** Material for the task follows **

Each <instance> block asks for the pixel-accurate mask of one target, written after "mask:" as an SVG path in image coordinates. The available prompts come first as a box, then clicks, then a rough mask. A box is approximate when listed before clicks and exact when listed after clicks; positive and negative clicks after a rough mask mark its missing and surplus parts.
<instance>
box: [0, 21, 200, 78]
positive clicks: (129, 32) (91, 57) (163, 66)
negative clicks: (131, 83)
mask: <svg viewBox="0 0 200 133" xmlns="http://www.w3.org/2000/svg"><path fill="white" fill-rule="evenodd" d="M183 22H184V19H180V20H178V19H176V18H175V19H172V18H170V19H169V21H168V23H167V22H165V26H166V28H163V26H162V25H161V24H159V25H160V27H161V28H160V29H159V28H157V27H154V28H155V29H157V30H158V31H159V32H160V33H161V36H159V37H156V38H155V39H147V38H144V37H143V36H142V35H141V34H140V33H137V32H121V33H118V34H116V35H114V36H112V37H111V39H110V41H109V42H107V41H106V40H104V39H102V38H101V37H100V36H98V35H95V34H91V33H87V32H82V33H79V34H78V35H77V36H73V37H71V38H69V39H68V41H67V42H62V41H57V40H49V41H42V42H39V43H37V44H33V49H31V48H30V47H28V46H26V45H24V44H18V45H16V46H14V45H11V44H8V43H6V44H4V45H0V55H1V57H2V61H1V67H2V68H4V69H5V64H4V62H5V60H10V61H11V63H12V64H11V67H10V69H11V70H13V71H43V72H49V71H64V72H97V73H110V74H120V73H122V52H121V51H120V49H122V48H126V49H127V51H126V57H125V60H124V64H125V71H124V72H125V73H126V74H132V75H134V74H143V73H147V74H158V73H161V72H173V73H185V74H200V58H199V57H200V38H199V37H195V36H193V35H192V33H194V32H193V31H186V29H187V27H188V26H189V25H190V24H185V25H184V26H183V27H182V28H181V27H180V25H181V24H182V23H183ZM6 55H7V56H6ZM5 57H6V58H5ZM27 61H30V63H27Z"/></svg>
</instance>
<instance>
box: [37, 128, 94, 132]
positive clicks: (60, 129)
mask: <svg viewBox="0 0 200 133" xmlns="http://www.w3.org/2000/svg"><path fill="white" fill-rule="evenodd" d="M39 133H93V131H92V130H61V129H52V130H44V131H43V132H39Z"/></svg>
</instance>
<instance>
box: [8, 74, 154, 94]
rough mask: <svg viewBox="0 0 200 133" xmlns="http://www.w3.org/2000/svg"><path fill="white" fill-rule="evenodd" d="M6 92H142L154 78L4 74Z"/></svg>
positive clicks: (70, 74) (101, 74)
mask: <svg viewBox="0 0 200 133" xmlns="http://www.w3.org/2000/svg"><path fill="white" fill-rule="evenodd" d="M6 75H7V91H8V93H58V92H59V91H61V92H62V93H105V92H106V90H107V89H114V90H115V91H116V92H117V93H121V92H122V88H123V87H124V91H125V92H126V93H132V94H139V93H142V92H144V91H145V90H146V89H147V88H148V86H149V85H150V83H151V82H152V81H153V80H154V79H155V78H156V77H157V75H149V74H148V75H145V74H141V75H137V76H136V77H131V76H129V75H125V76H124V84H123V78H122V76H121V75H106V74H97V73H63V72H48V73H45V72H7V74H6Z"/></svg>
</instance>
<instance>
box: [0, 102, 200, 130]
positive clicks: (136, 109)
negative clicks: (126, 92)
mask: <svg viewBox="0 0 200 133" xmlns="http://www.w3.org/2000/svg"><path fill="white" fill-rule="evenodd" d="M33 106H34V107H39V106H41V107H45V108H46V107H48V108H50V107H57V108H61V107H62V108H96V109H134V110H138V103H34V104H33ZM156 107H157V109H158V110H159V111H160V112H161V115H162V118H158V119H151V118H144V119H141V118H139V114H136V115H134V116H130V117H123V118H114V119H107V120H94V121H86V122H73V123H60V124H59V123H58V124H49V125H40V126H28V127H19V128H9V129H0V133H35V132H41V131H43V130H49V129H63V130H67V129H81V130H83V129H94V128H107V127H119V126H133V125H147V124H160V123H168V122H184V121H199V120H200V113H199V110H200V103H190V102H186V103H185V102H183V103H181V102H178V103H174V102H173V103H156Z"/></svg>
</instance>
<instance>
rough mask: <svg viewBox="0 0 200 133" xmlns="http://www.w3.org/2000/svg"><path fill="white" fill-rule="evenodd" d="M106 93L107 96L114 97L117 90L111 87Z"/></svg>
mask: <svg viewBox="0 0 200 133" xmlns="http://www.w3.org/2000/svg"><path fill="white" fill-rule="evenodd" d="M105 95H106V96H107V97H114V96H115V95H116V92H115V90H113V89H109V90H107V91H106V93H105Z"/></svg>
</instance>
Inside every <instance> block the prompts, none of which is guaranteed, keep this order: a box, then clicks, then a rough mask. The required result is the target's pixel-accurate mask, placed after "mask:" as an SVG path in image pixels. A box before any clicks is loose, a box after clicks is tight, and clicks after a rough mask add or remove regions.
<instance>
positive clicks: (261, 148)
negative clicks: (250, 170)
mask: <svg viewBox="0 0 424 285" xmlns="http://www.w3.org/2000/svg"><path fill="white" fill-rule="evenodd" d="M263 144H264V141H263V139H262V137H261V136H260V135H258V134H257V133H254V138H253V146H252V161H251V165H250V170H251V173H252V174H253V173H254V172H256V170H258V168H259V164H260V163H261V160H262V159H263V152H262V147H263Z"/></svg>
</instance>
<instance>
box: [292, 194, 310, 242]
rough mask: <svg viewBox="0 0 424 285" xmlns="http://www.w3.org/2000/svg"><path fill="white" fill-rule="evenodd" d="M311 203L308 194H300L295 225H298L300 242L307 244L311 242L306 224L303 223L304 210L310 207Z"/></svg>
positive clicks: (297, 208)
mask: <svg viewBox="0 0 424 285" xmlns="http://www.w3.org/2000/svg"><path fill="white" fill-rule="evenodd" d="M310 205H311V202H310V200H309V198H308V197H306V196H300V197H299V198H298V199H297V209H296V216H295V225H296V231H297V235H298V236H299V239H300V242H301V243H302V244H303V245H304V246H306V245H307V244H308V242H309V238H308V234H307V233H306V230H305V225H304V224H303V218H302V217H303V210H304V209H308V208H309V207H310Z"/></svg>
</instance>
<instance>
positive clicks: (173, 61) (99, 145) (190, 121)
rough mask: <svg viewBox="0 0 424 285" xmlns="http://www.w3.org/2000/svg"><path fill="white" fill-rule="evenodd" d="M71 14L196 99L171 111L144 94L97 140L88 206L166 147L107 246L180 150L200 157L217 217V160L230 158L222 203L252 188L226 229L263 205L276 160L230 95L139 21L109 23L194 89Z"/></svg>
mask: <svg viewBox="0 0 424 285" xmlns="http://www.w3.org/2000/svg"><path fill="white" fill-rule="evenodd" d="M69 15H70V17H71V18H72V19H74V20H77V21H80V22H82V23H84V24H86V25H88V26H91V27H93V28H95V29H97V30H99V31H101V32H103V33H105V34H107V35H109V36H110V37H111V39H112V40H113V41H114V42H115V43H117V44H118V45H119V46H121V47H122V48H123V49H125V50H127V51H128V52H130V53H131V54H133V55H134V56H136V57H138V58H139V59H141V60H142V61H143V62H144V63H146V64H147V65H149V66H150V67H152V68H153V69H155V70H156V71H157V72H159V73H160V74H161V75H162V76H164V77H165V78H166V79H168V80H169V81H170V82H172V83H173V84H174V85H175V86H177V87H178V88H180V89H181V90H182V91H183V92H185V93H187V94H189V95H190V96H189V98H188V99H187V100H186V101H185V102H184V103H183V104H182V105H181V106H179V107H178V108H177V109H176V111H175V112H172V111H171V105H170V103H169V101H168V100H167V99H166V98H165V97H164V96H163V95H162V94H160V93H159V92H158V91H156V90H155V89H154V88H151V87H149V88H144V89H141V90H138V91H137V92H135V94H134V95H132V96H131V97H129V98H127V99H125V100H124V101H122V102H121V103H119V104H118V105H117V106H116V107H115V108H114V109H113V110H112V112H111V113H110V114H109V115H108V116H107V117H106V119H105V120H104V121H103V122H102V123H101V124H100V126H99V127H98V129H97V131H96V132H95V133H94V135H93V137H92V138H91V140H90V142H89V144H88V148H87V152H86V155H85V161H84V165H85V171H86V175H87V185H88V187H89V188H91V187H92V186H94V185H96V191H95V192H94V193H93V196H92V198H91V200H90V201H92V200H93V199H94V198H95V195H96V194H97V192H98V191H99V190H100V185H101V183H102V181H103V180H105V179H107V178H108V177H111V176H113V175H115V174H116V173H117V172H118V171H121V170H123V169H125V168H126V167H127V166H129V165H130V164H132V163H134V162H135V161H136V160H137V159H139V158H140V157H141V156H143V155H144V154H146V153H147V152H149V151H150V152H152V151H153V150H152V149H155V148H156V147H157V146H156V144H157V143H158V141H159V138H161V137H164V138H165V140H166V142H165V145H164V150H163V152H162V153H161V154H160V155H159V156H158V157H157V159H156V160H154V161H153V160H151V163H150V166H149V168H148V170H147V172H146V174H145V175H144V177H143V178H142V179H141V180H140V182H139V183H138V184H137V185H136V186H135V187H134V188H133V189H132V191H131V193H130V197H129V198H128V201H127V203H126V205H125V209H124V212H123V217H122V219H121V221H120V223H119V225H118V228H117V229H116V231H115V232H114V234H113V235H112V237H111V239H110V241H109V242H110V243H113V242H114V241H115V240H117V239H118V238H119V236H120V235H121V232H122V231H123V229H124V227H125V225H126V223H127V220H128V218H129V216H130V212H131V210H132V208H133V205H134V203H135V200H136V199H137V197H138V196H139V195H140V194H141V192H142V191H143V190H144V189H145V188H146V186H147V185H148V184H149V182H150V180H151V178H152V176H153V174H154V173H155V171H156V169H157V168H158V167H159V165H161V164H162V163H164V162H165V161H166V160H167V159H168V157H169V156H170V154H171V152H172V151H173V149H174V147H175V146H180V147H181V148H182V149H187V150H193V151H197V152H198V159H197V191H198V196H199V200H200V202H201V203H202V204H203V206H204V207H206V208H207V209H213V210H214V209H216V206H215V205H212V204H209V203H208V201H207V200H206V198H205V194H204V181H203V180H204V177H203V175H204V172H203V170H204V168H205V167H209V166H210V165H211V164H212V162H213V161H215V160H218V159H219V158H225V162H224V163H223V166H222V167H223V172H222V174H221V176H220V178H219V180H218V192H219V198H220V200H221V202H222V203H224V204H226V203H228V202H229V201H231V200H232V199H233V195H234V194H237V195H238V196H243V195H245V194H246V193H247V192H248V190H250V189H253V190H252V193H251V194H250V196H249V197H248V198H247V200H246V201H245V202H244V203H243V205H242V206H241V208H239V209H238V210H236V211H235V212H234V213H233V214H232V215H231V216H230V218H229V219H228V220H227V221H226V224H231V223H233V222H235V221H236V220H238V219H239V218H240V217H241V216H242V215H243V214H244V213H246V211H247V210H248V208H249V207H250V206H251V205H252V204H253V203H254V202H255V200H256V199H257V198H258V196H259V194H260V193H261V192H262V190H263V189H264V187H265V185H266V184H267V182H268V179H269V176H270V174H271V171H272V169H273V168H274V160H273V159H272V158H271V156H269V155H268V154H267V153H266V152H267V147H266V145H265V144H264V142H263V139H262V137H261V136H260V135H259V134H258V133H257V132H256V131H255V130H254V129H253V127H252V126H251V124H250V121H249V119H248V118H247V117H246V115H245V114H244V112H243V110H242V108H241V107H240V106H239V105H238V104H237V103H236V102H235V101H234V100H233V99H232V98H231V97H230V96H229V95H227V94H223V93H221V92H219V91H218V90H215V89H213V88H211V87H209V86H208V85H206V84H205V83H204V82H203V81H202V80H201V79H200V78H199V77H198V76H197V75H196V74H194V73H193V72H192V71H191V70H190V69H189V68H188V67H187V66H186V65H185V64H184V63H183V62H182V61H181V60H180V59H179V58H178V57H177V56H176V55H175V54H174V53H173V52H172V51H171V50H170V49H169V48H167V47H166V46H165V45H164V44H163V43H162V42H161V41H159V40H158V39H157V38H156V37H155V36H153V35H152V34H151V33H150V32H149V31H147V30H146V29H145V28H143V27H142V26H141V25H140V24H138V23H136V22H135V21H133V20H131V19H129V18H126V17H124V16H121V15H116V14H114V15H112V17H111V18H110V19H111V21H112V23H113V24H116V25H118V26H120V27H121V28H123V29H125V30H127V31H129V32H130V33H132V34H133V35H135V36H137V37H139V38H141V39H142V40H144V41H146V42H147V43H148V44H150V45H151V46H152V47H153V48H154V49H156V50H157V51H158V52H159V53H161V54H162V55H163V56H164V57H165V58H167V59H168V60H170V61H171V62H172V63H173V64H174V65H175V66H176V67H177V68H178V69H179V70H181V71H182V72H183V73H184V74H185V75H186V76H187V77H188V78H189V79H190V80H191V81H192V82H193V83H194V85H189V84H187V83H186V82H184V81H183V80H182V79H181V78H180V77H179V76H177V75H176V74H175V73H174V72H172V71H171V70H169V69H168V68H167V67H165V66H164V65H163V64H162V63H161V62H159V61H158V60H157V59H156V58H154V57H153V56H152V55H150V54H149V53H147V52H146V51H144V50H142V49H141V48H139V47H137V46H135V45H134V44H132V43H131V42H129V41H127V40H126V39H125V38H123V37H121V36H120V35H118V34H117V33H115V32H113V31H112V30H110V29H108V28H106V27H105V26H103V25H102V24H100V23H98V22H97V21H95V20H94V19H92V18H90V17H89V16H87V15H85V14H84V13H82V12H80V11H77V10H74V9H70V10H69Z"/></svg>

** End of Material for the task **

Your objective: Count every line in the data where the string "then" occurs. Give nothing except the number.

Answer to this task: 2